Une rhétorique populiste assumée sous PSPP
La mutation rhétorique du PQ, orchestrée par Paul St-Pierre Plamondon (PSPP), s’articule sur des ressorts typiquement populistes. En effet, le discours manichéen peuple/élites occupe un place centrale , dessinant un clivage radical entre un « nous » québécois dépeint comme victime et les élites fédérales perçues comme oppressives. En érigeant le peuple québécois en dernier rempart de la vertu contre les manigances d'un « système » extérieur – le fédéral, présenté tour à tour comme indifférent ou hostile –, le PQ réactive un imaginaire de la résistance et substitue à la complexité identitaire un récit binaire sur la dépossession.
Cette posture victimaire s'accompagne d'une diabolisation systématique des institutions fédérales. Lors de son discours au Conseil national en avril 2024, PSPP déclara : « Notre réel adversaire n'est ni François Legault, ni la CAQ. Notre adversaire réel, c'est le régime politique fédéral qui nous nie et qui désormais planifie ouvertement et explicitement notre déclin ». [2] La rhétorique du déclin et de la menace existentielle alimente un climat d'urgence, légitimant l'idée d'un point de rupture où le statu quo n'est plus tolérable. Cette accusation ne bénéficie cependant que d'un faible soutien électoral selon les sondages de Pallas Data : une majorité de la population québécoise reste réticente à cette formule catastrophiste.

★ ★ ★ ★

● Consigne
Répondez brièvement à ces questions sur le texte consacré à la rhétorique du PQ.
(a) Qui orchestre la mutation rhétorique du PQ ?
(b) Devant quelle instance et à quelle date PSPP a-t-il désigné le régime politique fédéral comme « adversaire réel » ?
(c) De quels sondages vient le constat d'un faible soutien électoral à cette accusation ?
Les lignes ne sont pas utiles pour cet exercice.

● Lignes de données
★ ★ ★ ★

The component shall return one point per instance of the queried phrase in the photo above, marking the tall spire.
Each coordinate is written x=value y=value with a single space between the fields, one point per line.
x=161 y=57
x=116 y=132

★ ★ ★ ★

● Corrigé
(a) Paul St-Pierre Plamondon (PSPP).
(b) Devant le Conseil national, en avril 2024.
(c) Des sondages de Pallas Data.